* WHAT TO DO *
Scan the records and identify every line in which the string "plant" occurs, then return those lines.

* DATA SHOWN *
################

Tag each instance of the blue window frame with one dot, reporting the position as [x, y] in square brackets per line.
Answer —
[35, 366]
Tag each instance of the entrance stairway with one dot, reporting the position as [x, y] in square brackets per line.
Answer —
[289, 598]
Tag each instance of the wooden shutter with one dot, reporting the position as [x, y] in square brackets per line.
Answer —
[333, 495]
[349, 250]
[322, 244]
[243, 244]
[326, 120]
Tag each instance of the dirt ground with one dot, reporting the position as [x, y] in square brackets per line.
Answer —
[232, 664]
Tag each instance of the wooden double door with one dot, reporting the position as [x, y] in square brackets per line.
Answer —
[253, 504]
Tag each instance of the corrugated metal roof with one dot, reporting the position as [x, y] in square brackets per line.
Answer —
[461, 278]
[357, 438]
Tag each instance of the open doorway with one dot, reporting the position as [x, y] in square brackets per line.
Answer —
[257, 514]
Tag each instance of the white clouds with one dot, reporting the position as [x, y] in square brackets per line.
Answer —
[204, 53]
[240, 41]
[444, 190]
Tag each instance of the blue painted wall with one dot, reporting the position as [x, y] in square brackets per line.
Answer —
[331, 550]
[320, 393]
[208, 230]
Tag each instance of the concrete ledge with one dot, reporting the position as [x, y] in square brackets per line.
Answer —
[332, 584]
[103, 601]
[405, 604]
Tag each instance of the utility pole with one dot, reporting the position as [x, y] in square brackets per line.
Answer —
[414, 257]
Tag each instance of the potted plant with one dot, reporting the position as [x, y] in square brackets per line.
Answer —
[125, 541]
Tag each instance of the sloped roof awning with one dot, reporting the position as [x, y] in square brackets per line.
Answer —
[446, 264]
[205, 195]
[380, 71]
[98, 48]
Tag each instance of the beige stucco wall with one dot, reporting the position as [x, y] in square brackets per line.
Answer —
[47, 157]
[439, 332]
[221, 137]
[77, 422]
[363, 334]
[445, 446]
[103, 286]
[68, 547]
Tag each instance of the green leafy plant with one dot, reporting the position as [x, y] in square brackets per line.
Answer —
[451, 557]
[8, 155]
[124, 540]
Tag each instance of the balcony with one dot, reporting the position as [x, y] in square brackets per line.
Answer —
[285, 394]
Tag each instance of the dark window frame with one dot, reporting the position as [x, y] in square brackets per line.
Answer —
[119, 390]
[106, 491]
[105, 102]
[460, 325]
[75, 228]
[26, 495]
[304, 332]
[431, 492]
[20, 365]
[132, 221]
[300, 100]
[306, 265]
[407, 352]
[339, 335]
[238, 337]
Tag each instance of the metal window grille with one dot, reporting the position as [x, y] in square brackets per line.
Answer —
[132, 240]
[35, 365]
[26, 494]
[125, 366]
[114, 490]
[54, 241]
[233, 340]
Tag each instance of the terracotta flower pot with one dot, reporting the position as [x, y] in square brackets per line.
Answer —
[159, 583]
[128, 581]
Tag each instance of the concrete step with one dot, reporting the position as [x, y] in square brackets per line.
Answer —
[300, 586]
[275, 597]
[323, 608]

################

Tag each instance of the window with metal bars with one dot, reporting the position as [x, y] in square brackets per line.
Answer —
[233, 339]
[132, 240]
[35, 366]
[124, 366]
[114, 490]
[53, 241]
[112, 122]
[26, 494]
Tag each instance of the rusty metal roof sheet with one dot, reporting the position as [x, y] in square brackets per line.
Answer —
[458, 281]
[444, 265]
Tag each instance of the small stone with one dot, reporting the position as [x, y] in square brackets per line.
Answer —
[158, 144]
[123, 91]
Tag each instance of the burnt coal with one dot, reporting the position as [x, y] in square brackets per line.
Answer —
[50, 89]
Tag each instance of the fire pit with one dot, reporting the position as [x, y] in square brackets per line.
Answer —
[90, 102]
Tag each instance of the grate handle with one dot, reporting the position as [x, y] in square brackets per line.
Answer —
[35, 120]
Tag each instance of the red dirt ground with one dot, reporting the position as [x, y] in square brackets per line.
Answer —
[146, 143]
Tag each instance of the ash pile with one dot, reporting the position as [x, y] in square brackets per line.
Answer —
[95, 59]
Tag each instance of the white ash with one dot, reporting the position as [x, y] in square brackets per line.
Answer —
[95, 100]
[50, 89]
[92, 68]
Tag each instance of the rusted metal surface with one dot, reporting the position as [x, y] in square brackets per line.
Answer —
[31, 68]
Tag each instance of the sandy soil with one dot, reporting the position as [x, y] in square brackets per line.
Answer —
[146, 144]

################

* RESPONSE TO THIS TASK *
Tag each instance of the potted plant with one dot, reporting the position as [x, y] in square brackets per line.
Tag each instance of the green leafy plant with one dot, reporting the position as [x, y] in square brackets per line.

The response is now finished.